What you will do
Express every line of the items below as a Markdown table with the columns Row and Line, numbering each row and skipping blank lines. Leave the pictures out of the table.

* start Provided material *

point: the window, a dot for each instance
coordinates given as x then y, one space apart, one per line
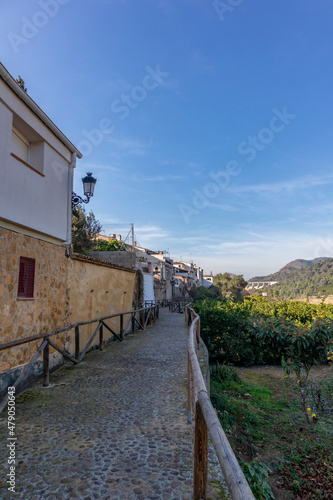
26 278
28 147
20 145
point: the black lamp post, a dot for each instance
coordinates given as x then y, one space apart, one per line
88 189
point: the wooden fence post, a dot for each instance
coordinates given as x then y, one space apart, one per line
77 343
121 326
101 337
200 455
198 334
189 386
46 365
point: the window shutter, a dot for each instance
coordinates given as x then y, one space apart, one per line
26 278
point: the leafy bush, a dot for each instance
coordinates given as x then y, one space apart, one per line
109 246
256 474
228 335
256 331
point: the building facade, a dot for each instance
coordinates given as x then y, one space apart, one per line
37 163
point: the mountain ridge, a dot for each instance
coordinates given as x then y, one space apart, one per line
289 268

* end Provided material *

Correct output
| Row | Line |
|---|---|
| 1 | point: the window, a dot for each instance |
| 2 | coordinates given as x then y, one space apart, one per line |
| 3 | 26 278 |
| 4 | 28 147 |
| 5 | 20 145 |
| 6 | point: the black lamp post, a dot for each instance |
| 7 | coordinates given as x then y, one space apart, one per line |
| 8 | 88 189 |
| 9 | point: the wooden fence post, a dot for each instance |
| 10 | coordinates given as x then y, one space apart, one per line |
| 11 | 77 343 |
| 12 | 121 326 |
| 13 | 101 337 |
| 14 | 200 455 |
| 15 | 198 334 |
| 16 | 189 386 |
| 17 | 46 365 |
| 18 | point: the window shutter, a dot for each instance |
| 19 | coordinates given as x then y, one space apart, one per line |
| 20 | 26 278 |
| 21 | point: the leafy bush, a dot for each instance |
| 22 | coordinates given as x then y, one space apart, one per line |
| 23 | 109 246 |
| 24 | 256 474 |
| 25 | 228 335 |
| 26 | 256 331 |
| 27 | point: the building facade, a dot for each instance |
| 28 | coordinates given as x then y, one space apart, one per line |
| 29 | 37 163 |
| 30 | point: the mountain ridge, a dot for each instance |
| 31 | coordinates given as x then y, one space apart, one per line |
| 32 | 289 268 |